PASSAGE PROVIDED:
OpenAI took the wraps off of its latest AI model, GPT-4o designed to “reason across audio, vision, and text in real time.”
OpenAI held a livestreaming event Monday afternoon to unveil its latest AI model. Some had theorized the company would unveil its rumored search engine, or GPT-5. While neither of those two things happened, OpenAI’s latest innovation was no less impressive.
GPT-4o (“o” for “omni”) is a step towards much more natural human-computer interaction—it accepts as input any combination of text, audio, and image and generates any combination of text, audio, and image outputs. It can respond to audio inputs in as little as 232 milliseconds, with an average of 320 milliseconds, which is similar to human response time(opens in a new window) in a conversation. It matches GPT-4 Turbo performance on text in English and code, with significant improvement on text in non-English languages, while also being much faster and 50% cheaper in the API. GPT-4o is especially better at vision and audio understanding compared to existing models.

TASKS:
A: Answer these about the GPT-4o announcement:
(i) What does the "o" in GPT-4o stand for?
(ii) What is GPT-4o's average response time to audio inputs?
(iii) When did OpenAI hold the livestreaming event?
B: Can you carry the GPT-4o announcement further, starting after its last sentence?
The lines that come next are separate material, apart from the GPT-4o announcement.

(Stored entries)
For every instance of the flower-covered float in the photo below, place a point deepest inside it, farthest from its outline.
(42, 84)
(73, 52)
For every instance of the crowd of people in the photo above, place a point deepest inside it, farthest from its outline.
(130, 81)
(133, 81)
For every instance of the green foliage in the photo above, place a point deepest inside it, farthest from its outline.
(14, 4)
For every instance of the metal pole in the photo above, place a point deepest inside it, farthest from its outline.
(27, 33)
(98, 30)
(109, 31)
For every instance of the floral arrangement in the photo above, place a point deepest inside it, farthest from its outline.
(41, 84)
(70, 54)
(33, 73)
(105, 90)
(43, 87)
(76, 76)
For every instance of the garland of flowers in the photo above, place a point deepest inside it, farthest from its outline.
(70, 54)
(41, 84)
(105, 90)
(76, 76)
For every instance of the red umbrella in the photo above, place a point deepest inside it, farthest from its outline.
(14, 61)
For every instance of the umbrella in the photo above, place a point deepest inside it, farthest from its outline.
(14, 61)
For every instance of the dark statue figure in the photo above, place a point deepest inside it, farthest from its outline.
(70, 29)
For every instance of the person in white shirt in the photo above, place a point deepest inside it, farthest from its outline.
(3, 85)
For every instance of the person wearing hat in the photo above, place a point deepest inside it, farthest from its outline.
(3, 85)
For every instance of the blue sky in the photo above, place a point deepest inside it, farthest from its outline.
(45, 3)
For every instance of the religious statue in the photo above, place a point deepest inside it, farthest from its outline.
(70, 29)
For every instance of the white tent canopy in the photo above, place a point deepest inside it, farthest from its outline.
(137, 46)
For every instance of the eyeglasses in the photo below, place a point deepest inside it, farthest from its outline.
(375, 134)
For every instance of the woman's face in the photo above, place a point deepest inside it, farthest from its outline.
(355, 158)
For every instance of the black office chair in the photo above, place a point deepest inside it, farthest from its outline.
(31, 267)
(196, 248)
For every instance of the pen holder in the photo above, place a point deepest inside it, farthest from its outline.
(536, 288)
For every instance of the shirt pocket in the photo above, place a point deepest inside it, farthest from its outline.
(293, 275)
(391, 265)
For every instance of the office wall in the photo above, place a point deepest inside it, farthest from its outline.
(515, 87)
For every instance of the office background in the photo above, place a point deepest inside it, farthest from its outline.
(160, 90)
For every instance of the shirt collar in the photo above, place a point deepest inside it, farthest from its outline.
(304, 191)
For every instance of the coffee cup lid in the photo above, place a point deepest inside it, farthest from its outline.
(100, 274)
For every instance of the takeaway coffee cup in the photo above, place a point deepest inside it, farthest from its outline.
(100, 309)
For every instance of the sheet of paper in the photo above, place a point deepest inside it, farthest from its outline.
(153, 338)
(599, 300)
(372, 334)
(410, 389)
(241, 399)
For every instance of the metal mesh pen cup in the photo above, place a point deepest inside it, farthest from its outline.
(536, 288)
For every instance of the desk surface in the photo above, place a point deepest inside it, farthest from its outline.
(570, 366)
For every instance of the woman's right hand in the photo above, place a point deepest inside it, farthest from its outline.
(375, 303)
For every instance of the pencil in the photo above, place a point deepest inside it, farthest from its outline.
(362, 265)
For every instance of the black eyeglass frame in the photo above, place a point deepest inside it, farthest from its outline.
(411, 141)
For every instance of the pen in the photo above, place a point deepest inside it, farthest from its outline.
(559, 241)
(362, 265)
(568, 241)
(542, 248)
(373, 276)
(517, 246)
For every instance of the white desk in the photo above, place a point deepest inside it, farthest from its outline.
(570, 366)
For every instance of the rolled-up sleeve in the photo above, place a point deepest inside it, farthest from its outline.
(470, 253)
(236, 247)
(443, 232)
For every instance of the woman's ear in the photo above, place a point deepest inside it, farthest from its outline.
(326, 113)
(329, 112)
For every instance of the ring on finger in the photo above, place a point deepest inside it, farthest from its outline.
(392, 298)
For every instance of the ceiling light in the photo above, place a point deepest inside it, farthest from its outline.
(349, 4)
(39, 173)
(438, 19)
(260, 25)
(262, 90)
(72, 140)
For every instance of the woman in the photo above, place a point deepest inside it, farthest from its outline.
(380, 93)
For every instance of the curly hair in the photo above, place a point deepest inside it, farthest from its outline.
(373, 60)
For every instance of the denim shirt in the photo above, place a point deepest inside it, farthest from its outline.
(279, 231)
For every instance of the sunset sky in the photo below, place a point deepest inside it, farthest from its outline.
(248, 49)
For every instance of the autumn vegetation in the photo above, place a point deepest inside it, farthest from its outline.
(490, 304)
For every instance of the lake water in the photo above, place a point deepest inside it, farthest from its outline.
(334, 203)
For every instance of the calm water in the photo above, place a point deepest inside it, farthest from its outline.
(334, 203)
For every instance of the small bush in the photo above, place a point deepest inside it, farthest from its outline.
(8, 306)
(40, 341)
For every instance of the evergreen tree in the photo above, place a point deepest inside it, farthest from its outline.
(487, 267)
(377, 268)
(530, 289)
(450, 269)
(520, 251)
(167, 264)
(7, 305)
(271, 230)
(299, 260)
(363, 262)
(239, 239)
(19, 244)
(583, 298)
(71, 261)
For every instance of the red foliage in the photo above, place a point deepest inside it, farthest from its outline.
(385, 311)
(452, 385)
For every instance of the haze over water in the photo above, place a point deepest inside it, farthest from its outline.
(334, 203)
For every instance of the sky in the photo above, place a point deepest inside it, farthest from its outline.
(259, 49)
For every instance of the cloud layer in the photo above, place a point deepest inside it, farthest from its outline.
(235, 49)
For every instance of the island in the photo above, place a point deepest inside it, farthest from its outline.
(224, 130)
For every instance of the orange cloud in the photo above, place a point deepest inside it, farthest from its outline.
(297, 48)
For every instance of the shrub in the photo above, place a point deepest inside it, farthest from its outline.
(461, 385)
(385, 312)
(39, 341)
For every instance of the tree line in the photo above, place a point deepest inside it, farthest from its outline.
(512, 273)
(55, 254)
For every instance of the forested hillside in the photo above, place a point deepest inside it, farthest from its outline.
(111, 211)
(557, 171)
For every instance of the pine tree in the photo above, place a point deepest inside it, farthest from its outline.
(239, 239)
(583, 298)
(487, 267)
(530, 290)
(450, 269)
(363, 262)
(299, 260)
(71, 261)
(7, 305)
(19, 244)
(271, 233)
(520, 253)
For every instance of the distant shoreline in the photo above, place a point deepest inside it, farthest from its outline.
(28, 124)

YOUR WRITTEN ANSWERS:
A:
(i) Omni.
(ii) 320 milliseconds.
(iii) Monday afternoon.

B:
The three-person panel showed off ChatGPT’s new GPT-4o-powered features, including the app’s ability to use the camera to recognize object, decipher math equations written on a paper, and evaluate a person’s mood. ChatGPT showed an impressive understanding of context and was able to pick up on different emotional states.
The panelists asked the AI to tell a story, and then kept adding parameters, such as asking it to tell the story in a dramatic fashion or using a robot voice.
When looking at the math equation, ChatGPT was instructed not to divulge the answer, but to coach one of the panelists as they worked through the problem and to provide hints and feedback. The AI performed admirably, asking leading questions, offering hints, and providing positive reinforcement.
GPT-4o is an impressive step forward, with the panelists demonstrating some of the novel ways ChatGPT can be used in practical applications.